O que fazer
Transcreva sem nenhuma alteração as linhas dos registros abaixo. Comece pela que contém "For every <instance>" e termine na que contém "negative clicks: (300, 172) (110, 280)", incluindo as duas.

Dados fornecidos

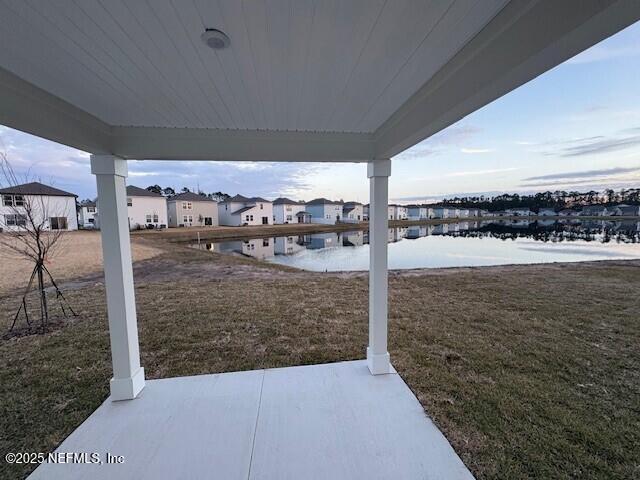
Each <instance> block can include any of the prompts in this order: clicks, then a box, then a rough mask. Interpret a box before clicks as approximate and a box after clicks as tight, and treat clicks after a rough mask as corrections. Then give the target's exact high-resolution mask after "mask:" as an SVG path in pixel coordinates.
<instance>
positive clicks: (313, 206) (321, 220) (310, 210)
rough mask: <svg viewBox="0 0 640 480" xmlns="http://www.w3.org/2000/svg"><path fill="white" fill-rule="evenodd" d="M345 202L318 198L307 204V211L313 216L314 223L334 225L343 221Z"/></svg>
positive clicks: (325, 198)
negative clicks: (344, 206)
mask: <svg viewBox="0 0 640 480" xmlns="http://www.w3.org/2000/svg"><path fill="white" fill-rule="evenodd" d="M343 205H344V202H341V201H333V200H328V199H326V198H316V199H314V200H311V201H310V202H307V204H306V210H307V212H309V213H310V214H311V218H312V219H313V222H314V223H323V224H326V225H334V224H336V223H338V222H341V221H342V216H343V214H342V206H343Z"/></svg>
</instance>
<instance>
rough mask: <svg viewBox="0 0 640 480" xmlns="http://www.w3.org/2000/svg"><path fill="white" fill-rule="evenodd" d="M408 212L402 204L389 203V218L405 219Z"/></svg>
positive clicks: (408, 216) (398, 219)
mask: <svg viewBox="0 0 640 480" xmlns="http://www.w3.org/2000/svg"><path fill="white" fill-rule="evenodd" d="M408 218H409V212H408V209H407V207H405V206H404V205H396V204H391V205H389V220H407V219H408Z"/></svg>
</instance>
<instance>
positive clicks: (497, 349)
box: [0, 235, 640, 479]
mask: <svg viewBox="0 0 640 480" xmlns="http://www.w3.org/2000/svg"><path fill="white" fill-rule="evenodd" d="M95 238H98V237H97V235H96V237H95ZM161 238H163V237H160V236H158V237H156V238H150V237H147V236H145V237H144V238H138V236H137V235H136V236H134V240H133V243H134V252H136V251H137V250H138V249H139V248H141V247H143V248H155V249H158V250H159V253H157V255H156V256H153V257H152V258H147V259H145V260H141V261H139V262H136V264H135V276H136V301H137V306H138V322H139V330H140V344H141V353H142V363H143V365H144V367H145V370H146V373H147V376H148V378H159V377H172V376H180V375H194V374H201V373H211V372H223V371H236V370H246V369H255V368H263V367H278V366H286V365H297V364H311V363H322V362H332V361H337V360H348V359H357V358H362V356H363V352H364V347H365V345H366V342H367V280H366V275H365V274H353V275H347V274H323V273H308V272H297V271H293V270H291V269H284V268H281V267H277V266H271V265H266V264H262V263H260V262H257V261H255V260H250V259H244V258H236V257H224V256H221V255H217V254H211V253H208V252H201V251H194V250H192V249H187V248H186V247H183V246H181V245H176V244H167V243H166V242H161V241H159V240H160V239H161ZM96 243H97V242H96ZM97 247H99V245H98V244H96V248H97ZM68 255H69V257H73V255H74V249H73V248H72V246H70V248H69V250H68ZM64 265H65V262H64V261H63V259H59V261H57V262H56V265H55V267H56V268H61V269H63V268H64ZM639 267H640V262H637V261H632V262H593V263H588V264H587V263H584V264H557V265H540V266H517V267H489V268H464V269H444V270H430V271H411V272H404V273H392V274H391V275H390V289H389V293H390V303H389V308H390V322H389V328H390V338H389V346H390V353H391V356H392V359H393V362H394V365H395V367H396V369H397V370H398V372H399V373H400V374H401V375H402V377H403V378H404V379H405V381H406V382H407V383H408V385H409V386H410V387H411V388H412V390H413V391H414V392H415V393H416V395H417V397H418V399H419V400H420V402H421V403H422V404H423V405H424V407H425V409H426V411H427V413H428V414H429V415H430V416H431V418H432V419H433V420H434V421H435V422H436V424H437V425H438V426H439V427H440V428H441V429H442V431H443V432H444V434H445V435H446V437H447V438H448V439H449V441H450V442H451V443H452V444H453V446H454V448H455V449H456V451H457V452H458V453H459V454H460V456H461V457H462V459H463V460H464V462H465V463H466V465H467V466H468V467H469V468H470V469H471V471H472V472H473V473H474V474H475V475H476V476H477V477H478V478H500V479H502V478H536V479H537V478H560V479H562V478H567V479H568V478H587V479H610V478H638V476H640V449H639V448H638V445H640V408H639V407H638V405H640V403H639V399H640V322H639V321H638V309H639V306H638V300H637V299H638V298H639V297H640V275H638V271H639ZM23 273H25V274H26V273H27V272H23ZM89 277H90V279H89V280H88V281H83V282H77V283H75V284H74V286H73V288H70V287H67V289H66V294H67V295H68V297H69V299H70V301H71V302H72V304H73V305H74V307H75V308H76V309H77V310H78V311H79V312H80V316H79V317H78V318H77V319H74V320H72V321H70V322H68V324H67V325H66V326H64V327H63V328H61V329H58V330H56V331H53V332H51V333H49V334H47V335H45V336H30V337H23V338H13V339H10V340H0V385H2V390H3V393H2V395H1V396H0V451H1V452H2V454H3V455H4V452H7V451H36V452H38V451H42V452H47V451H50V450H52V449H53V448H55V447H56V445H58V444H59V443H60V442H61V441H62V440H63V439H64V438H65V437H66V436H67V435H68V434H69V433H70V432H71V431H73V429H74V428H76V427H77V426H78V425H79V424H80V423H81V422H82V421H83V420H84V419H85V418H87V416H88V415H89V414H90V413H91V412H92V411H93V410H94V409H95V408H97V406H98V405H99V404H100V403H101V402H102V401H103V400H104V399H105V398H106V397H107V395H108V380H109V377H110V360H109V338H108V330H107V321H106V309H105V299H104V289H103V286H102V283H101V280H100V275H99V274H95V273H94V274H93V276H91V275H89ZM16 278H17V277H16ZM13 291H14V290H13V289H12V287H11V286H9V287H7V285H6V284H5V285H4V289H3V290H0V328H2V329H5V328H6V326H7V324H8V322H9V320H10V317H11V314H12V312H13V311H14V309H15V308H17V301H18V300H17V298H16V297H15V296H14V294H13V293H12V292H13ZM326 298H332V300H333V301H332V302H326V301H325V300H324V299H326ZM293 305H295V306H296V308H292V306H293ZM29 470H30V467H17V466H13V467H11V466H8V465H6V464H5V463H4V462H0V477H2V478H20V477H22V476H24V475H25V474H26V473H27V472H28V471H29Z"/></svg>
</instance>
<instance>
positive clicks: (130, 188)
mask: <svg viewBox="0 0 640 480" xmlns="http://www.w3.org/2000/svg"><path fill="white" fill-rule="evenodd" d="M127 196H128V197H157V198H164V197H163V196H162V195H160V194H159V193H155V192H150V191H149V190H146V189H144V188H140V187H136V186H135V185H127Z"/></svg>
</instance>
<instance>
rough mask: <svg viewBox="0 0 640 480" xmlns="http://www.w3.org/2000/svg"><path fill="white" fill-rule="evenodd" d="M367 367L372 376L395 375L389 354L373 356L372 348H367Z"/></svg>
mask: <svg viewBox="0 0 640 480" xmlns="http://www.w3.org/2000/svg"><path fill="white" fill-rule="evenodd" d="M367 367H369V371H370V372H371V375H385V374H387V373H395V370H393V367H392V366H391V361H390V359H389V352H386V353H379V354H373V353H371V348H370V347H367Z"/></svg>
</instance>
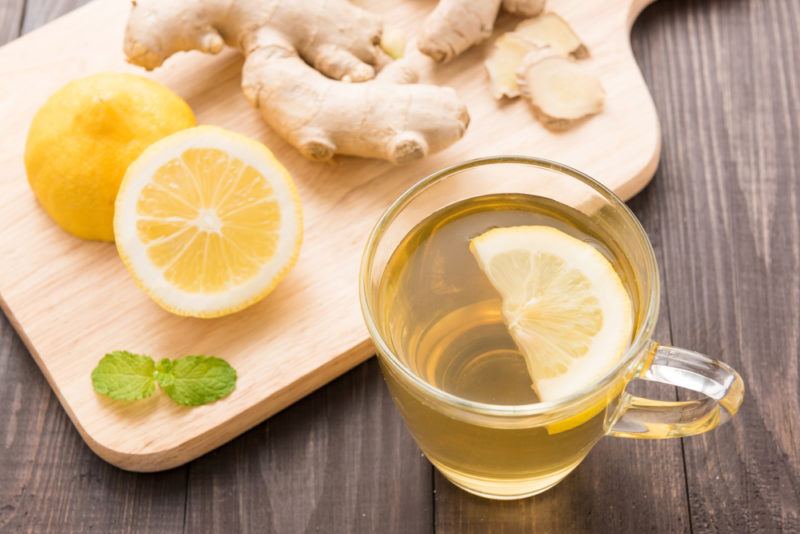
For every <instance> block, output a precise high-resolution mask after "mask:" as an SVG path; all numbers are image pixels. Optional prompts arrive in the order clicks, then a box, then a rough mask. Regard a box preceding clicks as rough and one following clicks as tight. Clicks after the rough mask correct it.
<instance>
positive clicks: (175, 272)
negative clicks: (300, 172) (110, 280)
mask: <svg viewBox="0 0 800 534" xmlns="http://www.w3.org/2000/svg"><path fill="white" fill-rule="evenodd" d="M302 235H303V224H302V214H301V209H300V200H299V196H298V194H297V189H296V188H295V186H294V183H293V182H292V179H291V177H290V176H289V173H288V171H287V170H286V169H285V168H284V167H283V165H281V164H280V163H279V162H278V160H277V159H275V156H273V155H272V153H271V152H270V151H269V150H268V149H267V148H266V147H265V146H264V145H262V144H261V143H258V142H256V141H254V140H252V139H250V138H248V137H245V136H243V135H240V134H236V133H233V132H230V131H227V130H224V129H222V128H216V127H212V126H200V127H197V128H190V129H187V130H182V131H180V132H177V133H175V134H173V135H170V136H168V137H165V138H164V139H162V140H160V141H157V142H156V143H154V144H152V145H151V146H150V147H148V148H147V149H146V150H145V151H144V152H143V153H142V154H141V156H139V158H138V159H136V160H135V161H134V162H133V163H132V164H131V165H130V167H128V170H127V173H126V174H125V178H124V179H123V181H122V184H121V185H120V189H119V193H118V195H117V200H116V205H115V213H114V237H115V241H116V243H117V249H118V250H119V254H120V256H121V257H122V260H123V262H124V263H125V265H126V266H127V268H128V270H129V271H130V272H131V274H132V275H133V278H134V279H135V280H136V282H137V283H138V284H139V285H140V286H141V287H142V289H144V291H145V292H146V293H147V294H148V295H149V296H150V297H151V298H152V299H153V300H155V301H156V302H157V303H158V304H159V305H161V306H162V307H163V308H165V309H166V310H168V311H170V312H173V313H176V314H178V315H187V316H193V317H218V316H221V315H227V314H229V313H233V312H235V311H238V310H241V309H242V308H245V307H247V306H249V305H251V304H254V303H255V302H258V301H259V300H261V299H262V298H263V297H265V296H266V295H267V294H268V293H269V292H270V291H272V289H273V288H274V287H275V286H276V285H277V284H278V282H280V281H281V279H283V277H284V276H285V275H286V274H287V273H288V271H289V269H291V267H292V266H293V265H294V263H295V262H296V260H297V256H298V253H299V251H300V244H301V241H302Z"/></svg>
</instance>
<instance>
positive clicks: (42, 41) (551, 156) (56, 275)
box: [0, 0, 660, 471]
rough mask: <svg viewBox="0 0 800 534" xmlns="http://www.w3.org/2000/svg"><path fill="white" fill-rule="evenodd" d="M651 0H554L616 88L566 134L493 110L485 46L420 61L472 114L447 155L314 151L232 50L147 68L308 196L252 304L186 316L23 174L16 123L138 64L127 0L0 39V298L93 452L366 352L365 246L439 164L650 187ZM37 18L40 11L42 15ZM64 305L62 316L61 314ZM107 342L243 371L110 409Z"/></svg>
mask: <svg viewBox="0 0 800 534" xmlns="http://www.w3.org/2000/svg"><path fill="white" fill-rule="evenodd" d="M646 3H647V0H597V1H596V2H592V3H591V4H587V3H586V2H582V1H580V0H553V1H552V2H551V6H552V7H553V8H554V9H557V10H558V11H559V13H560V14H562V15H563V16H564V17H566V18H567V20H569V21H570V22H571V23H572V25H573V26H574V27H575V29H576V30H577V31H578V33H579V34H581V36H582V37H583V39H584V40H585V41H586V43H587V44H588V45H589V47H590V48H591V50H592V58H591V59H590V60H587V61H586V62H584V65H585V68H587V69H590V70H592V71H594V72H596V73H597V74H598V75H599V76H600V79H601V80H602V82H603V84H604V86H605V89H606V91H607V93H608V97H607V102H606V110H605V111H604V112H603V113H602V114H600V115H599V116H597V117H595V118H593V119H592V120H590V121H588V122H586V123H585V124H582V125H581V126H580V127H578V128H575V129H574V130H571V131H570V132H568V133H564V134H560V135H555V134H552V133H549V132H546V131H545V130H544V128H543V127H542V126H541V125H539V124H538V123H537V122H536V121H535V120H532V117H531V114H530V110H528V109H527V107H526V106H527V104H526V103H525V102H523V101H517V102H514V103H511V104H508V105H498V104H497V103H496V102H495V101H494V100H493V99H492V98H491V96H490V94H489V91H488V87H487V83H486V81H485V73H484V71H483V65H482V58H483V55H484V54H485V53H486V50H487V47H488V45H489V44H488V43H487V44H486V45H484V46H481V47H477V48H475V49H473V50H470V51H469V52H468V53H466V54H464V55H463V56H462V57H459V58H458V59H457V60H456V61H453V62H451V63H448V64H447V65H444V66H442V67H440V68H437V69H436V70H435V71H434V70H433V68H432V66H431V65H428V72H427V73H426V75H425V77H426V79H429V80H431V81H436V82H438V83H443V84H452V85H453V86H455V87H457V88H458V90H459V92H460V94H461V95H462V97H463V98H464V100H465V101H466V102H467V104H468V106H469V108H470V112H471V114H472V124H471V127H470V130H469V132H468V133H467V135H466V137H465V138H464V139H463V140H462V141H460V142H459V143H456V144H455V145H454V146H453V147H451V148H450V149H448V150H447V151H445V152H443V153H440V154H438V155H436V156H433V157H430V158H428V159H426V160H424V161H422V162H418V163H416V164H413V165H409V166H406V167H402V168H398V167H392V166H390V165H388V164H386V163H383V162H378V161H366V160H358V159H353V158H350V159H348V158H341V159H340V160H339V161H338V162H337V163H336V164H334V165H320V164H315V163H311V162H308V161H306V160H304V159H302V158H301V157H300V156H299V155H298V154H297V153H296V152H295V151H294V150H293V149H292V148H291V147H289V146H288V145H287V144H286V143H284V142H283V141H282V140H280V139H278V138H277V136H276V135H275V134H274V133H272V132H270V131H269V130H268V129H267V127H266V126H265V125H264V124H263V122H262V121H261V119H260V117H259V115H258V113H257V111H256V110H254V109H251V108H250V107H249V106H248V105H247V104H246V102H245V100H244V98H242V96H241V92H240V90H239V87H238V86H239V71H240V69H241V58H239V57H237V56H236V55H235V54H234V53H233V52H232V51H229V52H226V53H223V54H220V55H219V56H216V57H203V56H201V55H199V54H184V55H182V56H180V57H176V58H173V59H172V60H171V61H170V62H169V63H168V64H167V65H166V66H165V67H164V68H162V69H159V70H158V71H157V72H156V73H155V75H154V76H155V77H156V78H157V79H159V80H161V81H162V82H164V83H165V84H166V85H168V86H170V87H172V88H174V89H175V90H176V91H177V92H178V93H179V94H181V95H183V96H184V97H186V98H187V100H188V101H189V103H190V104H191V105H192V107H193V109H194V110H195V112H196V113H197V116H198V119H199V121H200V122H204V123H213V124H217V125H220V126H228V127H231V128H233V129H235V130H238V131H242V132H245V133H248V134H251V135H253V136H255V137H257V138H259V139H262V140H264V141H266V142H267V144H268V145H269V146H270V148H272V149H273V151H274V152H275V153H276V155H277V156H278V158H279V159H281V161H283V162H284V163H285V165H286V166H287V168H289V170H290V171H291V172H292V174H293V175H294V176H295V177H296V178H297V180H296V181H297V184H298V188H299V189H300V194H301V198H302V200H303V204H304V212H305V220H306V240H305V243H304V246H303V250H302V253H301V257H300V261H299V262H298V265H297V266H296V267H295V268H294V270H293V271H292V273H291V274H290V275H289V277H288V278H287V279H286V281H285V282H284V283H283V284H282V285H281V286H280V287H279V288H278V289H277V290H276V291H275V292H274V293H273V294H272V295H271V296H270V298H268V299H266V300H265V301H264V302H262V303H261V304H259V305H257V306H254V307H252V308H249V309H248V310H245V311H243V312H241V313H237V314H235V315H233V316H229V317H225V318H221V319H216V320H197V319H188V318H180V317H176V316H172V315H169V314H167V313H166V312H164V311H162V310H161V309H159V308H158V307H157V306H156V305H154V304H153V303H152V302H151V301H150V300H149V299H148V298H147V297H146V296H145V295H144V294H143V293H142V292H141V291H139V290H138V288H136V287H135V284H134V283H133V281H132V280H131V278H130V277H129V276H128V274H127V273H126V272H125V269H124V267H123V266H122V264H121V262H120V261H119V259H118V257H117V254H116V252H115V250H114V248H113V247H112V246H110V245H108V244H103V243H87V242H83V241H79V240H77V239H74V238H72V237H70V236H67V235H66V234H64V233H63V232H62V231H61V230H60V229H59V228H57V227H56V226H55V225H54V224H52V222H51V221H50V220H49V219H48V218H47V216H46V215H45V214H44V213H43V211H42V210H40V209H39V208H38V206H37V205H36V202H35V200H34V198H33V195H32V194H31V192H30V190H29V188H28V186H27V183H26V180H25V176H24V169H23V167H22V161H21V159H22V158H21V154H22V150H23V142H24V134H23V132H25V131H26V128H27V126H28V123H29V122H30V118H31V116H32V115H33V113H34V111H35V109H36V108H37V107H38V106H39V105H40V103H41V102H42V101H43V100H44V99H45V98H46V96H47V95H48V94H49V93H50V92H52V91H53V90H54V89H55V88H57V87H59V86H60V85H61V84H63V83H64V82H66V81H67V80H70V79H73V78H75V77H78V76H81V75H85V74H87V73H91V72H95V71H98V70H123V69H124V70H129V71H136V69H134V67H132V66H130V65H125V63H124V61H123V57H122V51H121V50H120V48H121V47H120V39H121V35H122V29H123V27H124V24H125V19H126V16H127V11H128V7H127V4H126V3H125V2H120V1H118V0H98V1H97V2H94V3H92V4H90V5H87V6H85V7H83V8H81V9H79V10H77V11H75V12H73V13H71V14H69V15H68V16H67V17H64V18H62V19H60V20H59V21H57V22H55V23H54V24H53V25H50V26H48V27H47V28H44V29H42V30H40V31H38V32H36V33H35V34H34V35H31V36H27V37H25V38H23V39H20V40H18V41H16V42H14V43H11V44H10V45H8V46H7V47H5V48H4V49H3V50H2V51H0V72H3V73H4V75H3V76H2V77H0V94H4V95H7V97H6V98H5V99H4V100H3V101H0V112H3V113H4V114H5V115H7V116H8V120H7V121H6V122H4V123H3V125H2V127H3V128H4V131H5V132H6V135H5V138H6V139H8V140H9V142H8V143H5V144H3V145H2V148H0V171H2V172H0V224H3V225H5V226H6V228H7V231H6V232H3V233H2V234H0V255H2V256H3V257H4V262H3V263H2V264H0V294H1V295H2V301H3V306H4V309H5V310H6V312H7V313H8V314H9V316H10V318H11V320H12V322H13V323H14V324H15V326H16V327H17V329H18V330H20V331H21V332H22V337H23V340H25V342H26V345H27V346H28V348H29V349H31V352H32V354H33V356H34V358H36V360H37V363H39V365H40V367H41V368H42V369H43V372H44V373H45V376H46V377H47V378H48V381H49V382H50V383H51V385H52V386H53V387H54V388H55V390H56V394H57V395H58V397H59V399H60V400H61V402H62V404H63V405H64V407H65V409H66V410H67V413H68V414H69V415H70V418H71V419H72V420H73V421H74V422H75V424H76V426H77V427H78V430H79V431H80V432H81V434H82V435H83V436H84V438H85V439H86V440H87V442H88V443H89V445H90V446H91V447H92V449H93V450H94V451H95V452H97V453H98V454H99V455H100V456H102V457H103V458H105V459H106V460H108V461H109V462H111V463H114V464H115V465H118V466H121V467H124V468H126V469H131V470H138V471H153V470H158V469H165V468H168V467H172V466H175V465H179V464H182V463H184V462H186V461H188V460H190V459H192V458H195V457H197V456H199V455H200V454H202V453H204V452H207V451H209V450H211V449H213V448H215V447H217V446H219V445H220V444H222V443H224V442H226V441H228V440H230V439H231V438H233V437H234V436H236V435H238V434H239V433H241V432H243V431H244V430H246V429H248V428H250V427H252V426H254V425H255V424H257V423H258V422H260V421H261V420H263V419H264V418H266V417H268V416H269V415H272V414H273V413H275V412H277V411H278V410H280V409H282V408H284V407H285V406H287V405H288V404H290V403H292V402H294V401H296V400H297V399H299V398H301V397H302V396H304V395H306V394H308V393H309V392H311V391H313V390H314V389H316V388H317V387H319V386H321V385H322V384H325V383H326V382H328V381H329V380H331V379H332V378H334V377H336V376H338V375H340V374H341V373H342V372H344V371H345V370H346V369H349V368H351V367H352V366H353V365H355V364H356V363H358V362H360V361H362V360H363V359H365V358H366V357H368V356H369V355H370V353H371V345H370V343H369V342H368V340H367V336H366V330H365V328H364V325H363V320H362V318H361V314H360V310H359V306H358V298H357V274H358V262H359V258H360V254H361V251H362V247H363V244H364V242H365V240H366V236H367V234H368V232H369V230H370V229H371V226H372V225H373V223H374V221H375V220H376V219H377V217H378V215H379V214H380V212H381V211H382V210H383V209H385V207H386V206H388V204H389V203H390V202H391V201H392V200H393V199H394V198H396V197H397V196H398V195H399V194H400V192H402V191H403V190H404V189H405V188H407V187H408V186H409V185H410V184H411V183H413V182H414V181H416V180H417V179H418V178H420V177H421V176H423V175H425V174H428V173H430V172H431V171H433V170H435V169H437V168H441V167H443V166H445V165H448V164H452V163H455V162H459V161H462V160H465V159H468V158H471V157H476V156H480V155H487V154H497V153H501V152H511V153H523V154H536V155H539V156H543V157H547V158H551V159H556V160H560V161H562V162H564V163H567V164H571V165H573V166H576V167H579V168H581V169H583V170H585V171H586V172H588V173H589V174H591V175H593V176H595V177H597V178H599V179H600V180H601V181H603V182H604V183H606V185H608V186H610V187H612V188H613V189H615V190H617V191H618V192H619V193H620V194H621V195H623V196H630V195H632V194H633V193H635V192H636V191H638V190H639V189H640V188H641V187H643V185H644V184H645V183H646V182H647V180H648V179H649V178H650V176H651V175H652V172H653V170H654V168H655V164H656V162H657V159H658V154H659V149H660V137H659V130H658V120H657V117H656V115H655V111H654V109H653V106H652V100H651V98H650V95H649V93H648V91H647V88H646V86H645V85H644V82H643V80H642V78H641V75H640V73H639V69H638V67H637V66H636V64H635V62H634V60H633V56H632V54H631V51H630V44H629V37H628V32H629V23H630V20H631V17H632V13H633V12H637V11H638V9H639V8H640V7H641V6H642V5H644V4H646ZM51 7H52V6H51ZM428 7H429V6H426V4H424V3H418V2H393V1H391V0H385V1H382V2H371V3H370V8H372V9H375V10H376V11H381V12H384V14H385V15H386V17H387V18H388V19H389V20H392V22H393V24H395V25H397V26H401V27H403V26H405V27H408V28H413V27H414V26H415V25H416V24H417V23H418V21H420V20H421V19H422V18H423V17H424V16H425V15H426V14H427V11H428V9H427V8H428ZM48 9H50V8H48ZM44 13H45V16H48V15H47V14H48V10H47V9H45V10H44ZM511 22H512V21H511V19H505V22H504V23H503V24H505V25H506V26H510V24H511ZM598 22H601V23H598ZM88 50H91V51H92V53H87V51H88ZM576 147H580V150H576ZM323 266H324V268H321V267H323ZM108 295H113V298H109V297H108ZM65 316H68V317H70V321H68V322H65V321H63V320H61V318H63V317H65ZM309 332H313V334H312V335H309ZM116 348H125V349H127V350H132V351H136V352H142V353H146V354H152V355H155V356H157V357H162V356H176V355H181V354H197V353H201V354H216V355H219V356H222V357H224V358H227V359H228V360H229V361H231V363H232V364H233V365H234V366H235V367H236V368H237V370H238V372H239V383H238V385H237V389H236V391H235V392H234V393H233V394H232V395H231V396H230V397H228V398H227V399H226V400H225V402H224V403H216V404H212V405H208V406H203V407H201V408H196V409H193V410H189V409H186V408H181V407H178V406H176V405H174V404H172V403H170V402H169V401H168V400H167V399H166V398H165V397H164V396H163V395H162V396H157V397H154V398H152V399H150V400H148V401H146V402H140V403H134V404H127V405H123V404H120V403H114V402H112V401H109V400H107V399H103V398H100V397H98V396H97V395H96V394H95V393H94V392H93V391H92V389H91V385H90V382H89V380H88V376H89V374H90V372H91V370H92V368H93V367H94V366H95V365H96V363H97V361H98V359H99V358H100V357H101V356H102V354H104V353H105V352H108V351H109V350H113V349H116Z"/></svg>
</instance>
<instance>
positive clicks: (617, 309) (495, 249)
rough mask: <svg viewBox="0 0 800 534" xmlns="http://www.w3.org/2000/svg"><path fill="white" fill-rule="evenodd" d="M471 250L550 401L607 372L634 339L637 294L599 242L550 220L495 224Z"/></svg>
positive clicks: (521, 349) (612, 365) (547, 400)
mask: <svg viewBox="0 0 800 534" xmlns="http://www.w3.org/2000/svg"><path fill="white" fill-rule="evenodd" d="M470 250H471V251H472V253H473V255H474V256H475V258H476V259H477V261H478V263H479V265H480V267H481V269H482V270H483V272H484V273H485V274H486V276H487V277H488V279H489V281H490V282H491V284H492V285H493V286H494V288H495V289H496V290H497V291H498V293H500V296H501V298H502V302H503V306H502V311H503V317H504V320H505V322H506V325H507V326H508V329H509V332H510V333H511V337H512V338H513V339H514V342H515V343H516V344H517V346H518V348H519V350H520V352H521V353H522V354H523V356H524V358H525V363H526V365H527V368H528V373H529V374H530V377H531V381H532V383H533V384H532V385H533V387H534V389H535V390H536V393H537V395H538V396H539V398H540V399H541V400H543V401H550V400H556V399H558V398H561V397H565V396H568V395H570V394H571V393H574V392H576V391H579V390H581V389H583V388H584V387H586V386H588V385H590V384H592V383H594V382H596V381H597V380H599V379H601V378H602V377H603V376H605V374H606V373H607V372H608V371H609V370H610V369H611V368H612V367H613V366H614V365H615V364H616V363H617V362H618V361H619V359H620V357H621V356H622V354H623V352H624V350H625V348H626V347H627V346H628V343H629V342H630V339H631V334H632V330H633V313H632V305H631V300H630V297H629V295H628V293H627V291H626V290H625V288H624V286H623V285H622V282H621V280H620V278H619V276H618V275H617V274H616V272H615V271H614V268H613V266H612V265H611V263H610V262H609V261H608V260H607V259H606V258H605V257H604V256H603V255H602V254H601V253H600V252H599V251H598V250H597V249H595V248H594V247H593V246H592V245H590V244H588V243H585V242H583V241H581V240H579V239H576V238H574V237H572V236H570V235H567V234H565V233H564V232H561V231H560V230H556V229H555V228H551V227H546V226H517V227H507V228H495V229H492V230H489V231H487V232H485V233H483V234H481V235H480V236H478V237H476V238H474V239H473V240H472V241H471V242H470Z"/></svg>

Resposta do exercício
For every <instance> block, output a precise high-resolution mask after "mask:" as an SVG path; all numbers are image pixels. Optional prompts arrive in the order clicks, then a box, then a rough mask. Regard a box preceding clicks as rough and one following clicks as tight. Clicks after the rough mask correct it.
<instance>
positive clicks: (175, 272)
negative clicks: (300, 172) (110, 280)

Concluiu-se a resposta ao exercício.